- Kutipan Teks -
↓

Warga pulau kera menolak relokasi untuk pembangunan villa oleh PT. Pitoby grup

JNO NEWS

Warga pulau kera menolak relokasi untuk pembangunan villa oleh PT. Pitoby grup

KUPANG, JNONEWS.COM – Ratusan warga yang tinggal di Pulau Kera melolak keras pembangunan villa, Kecamatan Sulamu, Kabupaten Kupang Nusa Tenggara Timur (NTT) yang mengatasnamakan Masyarakat Adat Suku Bajo Pulau Kera dengan tegas menolak kegiatan pembangunan Villa di Pulau Kera oleh PT Pitoby Grup. 
Sebab, kawasan Pulau Kera tersebut telah dihuni oleh leluhur Masyarakat Adat Suku Bajo sejak Tahun 1884. Hal ini diungkapkan Ketua RW 13 sekaligus Tokoh Masyarakat di Pulau Kera Hamdan Saba yang didampingi oleh Ketua DPAC Perkumpulan Orang Same Bajo Indonesia Pulau Kera, Imam Masjid Pulau Kera Arsyad Abdul Latif dan Keturunan garis lurus almarhum Almarhum Jumila Asal Bajo, Abdullah Sapar-Dethan dalam Konferensi Pers di Restoran Celebes Kota Kupang, Senin, 5 Mei 2025 siang.

Menurutnya, Pulau Kera, sebuah pulau kecil di Kelurahan Sulamu, Kecamatan Sulamu, Kabupaten Kupang yang sangatlah berharga dan tidak bisa terpisahkan dari leluhur masyarakat Suku Bajo, karena Almarhum Jumila yang berasal dari Suku Bajo yang menginjakkan kaki dan tinggal pertama kali di pulau tersebut sejak Tahun 1884 dan ditandai dengan makam atau kuburan tua milik Almarhum Jumila yang masih ada hingga saat ini di Pulau Kera.

↑

- Data Hasil Ekstraksi -
↓

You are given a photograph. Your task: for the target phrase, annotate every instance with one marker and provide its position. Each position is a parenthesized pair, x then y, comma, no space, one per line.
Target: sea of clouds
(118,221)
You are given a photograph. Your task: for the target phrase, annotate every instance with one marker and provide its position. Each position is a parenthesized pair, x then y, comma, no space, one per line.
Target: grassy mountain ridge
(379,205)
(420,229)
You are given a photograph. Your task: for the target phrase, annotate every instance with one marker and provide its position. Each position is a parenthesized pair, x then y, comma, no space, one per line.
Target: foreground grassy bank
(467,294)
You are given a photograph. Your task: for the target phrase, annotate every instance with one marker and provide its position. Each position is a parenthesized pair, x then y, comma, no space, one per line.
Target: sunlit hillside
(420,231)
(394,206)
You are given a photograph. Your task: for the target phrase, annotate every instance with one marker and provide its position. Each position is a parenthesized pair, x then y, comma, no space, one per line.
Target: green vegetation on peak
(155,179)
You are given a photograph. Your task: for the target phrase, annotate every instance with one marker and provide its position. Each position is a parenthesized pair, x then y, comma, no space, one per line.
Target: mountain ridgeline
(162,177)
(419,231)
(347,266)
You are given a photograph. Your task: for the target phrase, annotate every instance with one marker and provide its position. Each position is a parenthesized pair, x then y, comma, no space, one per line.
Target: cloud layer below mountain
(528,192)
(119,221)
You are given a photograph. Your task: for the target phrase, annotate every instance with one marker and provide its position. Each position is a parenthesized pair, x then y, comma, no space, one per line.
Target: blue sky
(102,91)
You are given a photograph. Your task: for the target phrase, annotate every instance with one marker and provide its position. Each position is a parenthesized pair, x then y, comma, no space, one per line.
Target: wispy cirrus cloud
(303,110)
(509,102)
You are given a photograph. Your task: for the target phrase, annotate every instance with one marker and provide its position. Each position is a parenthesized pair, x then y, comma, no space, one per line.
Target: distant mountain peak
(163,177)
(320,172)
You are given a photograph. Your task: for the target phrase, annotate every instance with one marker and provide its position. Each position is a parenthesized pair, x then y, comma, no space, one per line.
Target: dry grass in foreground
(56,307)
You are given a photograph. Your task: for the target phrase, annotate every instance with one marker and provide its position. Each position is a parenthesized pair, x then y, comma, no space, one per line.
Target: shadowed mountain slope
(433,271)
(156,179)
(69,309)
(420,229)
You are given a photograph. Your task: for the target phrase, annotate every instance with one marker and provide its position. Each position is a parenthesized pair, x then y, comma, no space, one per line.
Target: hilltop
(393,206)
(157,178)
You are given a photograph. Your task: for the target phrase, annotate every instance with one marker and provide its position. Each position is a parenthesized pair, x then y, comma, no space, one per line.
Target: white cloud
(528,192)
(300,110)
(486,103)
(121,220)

↑

- Tugas -
**a)** Tentukan apakah setiap pernyataan berikut sesuai dengan kutipan teks, lalu jawab ya atau tidak disertai kata-kata penentu dari kutipan teks yang dikutip persis: (i) Konferensi pers diadakan di Restoran Celebes Kota Kupang. (ii) Almarhum Jumila pertama kali tinggal di Pulau Kera sejak tahun 1884. (iii) Makam Almarhum Jumila sudah tidak ada lagi di Pulau Kera.
**b)** Menurut kutipan teks, siapakah Ketua RW 13 yang juga menjadi tokoh masyarakat di Pulau Kera?
**c)** Ambillah tanpa perubahan bagian kutipan teks mulai dari "Sebab, kawasan Pulau" sampai dengan "Mei 2025 siang.".

- Jawaban Tertulis -
**a)**
(i) Ya: "dalam Konferensi Pers di Restoran Celebes Kota Kupang"
(ii) Ya: "tinggal pertama kali di pulau tersebut sejak Tahun 1884"
(iii) Tidak: "makam atau kuburan tua milik Almarhum Jumila yang masih ada hingga saat ini di Pulau Kera"

**b)** Hamdan Saba.

**c)**
Sebab, kawasan Pulau Kera tersebut telah dihuni oleh leluhur Masyarakat Adat Suku Bajo sejak Tahun 1884. Hal ini diungkapkan Ketua RW 13 sekaligus Tokoh Masyarakat di Pulau Kera Hamdan Saba yang didampingi oleh Ketua DPAC Perkumpulan Orang Same Bajo Indonesia Pulau Kera, Imam Masjid Pulau Kera Arsyad Abdul Latif dan Keturunan garis lurus almarhum Almarhum Jumila Asal Bajo, Abdullah Sapar-Dethan dalam Konferensi Pers di Restoran Celebes Kota Kupang, Senin, 5 Mei 2025 siang.